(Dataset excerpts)

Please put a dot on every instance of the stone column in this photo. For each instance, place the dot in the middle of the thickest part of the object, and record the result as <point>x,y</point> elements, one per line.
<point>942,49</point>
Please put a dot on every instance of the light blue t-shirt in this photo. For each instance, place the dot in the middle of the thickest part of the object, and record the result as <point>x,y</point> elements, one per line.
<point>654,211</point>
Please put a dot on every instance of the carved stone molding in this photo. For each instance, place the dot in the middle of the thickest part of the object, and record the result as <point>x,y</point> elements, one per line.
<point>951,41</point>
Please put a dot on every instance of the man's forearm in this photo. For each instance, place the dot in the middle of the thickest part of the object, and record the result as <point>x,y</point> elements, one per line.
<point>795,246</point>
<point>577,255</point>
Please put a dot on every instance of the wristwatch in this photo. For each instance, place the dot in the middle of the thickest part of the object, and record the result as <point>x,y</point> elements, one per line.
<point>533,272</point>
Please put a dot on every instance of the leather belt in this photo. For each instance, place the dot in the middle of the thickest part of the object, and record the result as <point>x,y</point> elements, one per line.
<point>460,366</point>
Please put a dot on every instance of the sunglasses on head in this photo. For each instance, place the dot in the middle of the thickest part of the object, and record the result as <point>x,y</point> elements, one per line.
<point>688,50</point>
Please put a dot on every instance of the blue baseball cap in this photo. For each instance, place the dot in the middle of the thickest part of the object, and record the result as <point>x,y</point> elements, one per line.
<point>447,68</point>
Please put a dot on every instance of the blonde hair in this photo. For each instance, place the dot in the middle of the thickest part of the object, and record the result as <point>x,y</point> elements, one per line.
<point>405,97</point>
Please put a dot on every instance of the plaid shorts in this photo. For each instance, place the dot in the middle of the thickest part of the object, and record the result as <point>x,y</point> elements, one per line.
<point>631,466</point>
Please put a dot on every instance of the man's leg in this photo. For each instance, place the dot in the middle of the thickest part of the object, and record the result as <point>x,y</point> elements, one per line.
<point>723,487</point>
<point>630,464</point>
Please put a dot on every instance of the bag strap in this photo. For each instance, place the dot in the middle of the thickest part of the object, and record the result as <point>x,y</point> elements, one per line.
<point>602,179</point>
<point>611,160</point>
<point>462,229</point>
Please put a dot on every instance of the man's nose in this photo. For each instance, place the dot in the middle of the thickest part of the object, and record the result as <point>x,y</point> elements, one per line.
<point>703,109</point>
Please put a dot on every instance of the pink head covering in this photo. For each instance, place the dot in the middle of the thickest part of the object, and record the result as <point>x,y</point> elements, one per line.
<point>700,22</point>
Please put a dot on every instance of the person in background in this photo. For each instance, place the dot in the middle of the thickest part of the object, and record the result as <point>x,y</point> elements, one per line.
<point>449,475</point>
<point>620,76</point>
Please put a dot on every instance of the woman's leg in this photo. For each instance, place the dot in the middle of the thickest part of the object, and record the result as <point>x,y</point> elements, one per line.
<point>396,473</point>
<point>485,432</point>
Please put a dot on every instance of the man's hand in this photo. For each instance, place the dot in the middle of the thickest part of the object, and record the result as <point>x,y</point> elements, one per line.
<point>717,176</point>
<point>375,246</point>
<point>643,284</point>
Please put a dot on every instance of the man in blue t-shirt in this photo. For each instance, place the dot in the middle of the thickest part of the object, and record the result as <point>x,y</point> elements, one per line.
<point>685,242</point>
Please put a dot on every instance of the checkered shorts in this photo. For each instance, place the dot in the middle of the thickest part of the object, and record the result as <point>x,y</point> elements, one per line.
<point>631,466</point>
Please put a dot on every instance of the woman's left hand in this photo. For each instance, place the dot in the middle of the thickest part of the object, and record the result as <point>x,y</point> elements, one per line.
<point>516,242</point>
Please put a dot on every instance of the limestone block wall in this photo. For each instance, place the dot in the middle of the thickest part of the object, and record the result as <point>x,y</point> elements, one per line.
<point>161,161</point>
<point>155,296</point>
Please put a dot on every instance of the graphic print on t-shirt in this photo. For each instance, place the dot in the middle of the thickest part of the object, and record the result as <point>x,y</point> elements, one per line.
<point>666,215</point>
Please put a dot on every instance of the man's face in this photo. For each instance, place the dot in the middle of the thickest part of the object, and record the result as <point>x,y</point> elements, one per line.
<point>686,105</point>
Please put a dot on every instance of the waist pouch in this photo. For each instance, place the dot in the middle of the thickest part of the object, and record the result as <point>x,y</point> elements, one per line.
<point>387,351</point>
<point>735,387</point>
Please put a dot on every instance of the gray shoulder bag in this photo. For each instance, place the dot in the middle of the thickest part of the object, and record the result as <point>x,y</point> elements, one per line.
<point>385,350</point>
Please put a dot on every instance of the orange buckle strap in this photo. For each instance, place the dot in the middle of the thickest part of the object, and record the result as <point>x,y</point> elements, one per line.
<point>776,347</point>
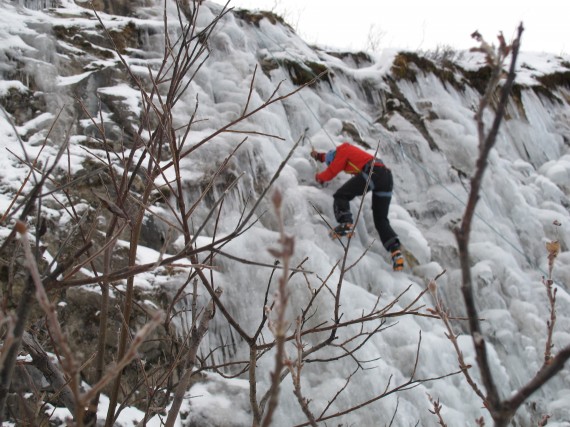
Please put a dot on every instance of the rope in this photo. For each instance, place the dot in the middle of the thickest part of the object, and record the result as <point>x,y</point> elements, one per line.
<point>392,140</point>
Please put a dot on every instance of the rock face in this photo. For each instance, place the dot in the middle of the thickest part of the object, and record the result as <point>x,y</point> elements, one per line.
<point>67,85</point>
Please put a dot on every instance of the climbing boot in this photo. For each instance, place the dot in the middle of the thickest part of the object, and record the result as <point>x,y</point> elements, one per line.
<point>397,260</point>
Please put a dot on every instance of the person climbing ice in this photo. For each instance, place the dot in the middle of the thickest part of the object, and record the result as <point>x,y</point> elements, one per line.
<point>355,161</point>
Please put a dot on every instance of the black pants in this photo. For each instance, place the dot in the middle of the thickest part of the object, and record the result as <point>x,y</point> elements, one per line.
<point>381,185</point>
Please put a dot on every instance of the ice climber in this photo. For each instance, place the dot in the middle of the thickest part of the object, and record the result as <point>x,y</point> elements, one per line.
<point>362,165</point>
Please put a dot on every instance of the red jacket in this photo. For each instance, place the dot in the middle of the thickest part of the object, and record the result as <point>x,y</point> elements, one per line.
<point>348,158</point>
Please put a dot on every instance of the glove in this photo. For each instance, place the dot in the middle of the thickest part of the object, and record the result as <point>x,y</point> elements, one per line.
<point>318,156</point>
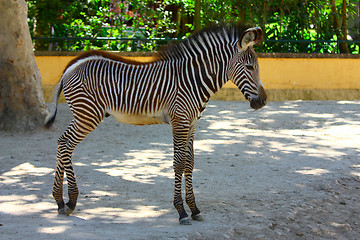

__Problem to work on__
Write out all the records exactly, omitting the images.

__Result for this exercise__
Please put a dot on every instance of the stone column in this photo. For each instance, place the dot in the middle of the thickest part of the object, and record the result as <point>x,y</point> elements, one per line.
<point>942,49</point>
Please put a dot on every instance of the light blue t-shirt in this photo. For each instance, place the dot in the middle of the thickest part of the object, and record the result as <point>x,y</point> elements, one per line.
<point>654,211</point>
Please put a dot on every instance of the carved stone molding in this photo. For each instance, place the dot in the middle of the thickest part of the object, and record the result as <point>x,y</point> elements, one per line.
<point>951,41</point>
Please put a dot on every instance of the man's forearm in this photo. For each instance, place the dot in the middle of the thickest part of the object, and record the result as <point>x,y</point> elements, one per line.
<point>795,246</point>
<point>577,255</point>
Please put a dot on every instance of the wristwatch in this photo. For each instance, place the dot in the middle of the thickest part of the object, and record the result as <point>x,y</point> elements, one per line.
<point>533,272</point>
Please put a dot on every instance of the leather belt in this photo. For each instance, place the dot in the middle of the thickest part of the object, and record the result as <point>x,y</point> elements, one per line.
<point>460,366</point>
Please put a dot on every instance of the sunglasses on head in this photo. For each instance, place the dot in the middle of the thickest part of the object, and record the result as <point>x,y</point> elements, one per line.
<point>688,50</point>
Please put a dot on every instance of the blue baseball cap in this photo. For each instance, place the dot in the middle of the thickest part of the object, and record the result as <point>x,y</point> elements, one per line.
<point>447,68</point>
Please put a dot on every instance of the blonde hair in this photo. For each instance, place the dot in the middle of the thickest part of the object, and record the result as <point>x,y</point> elements, one per line.
<point>405,97</point>
Please put a dot on every instance of the plaid shorts in this photo. For each instance, place the dot in the middle of the thickest part of the object, and record the result as <point>x,y</point> elements, one per line.
<point>631,466</point>
Please put a dot on every instance of the man's leg in this photo. For each instance, place the dot in the middle of the thickest part of the object, and record the result as <point>x,y</point> elements, one per line.
<point>723,487</point>
<point>630,464</point>
Please put a dot on every instance of the bag strap in this photo. For each instance, place the dot in the middle of the thickest part of the object, and record the result as <point>x,y</point> elements, one per line.
<point>602,179</point>
<point>611,160</point>
<point>462,229</point>
Please put a dot on every instance of the man's nose in this photo. For each instance, place the dot in the middle of the thickest part of the object, and record the result as <point>x,y</point> elements, one per line.
<point>703,109</point>
Please put a dot on every instance of the pink head covering in this photo. For each instance, place the dot in the middle of the thickest part of the object, and record the result as <point>x,y</point> elements, one per line.
<point>700,22</point>
Please put a dot on every instance of the person in background in this photo. For each instance, place the dot in the middle of the thickest part of the object, and record the result as <point>x,y</point> elements, one per line.
<point>449,475</point>
<point>620,76</point>
Please put a dot on every instance of the woman's leg in this photo. For each instance, place the dot in the middle of the thickest part of the object, and record the result as <point>x,y</point> elements, one per line.
<point>396,473</point>
<point>485,432</point>
Please put a dot on every instance of the man's hand in this photo. For each instance, place the dot in the middle of the thickest part of the object, and record the result as <point>x,y</point> elements, one per line.
<point>717,176</point>
<point>375,246</point>
<point>643,284</point>
Please put a dot on every instance of the man in blue t-shirt in this photo. For each instance, place the dot in the middle of the thickest part of the object, and record the result as <point>x,y</point> elements, one per line.
<point>685,242</point>
Please put a dot on every instance of the checkered shorts in this photo. For each instance, place the dot in the middle of the thickest part of the object, and record the result as <point>x,y</point> elements, one per line.
<point>631,466</point>
Please put a dot on every instance of the woman's left hand in this photo. For each instance, place the dot in the middle of the thickest part of the object, and record the result as <point>x,y</point> elements, one per line.
<point>516,242</point>
Please put a dot on every instance of the limestone block wall in this photo. For each instance, place the dot in the middle of the thickest part of the object, and record the result as <point>x,y</point> elements, one per line.
<point>161,161</point>
<point>155,296</point>
Please put a dot on every instance of the graphic print on t-shirt in this photo. For each instance, place the dot in the middle of the thickest part of the object, and record the result as <point>x,y</point> elements, one per line.
<point>666,215</point>
Please put a dot on every instance of the man's face in this photo. For each instance, place the dot in the middle of the thickest part of the object, and record the result as <point>x,y</point> elements, one per line.
<point>686,105</point>
Please put a dot on every instance of the waist pouch in this photo. For each instance, place the dot in the middle of the thickest part of the object, and record the result as <point>x,y</point> elements, one per line.
<point>387,351</point>
<point>735,387</point>
Please put a dot on every instance of the gray shoulder bag in this photo. For each instance, place the dot in the middle of the thickest part of the object, and record the result as <point>x,y</point> elements, one per line.
<point>385,350</point>
Please put a dot on every instance of the orange buckle strap in this photo. For each instance, place the dot in the middle of the thickest part of the object, and record the result as <point>x,y</point> elements, one per line.
<point>776,347</point>
Please put a dot on every instance of the rope in this photo. For each instance, place the dot in the middle of the thickest part of the object, and record the result as <point>x,y</point> elements, one per line.
<point>392,140</point>
Please put a dot on every instance of the rock face in this photo. For each instance, place the dot in the middle of the thickest part of the object, and record the result as <point>x,y</point> elements, one per line.
<point>67,85</point>
Please put a dot on every instance of the climbing boot in this photo. For each instance, place the dot in the middle of the thickest part of the object, and record the result as <point>x,y</point> elements, one per line.
<point>397,260</point>
Please put a dot on every instance of the person climbing ice in this photo. For each instance, place the dot in the middle of the thickest part of the object, and record the result as <point>x,y</point> elements, one per line.
<point>355,161</point>
Please put a dot on every instance of the black pants in this photo. For each instance, place the dot in the middle of the thickest part of the object, and record the result as <point>x,y</point> elements, one per line.
<point>381,185</point>
Please put a dot on every instance of the ice climber in this photo. For each instance, place the dot in the middle of the thickest part of the object, and record the result as <point>x,y</point> elements, one per line.
<point>362,165</point>
Please put a dot on every instance of the red jacket in this photo. For each instance, place the dot in the middle of the thickest part of the object, and record the result as <point>x,y</point> elements, one per line.
<point>348,158</point>
Please put a dot on every instance of the glove in this photo. For each instance, place the dot in the middle of the thickest part of the object, and record the result as <point>x,y</point> elements, one per line.
<point>318,156</point>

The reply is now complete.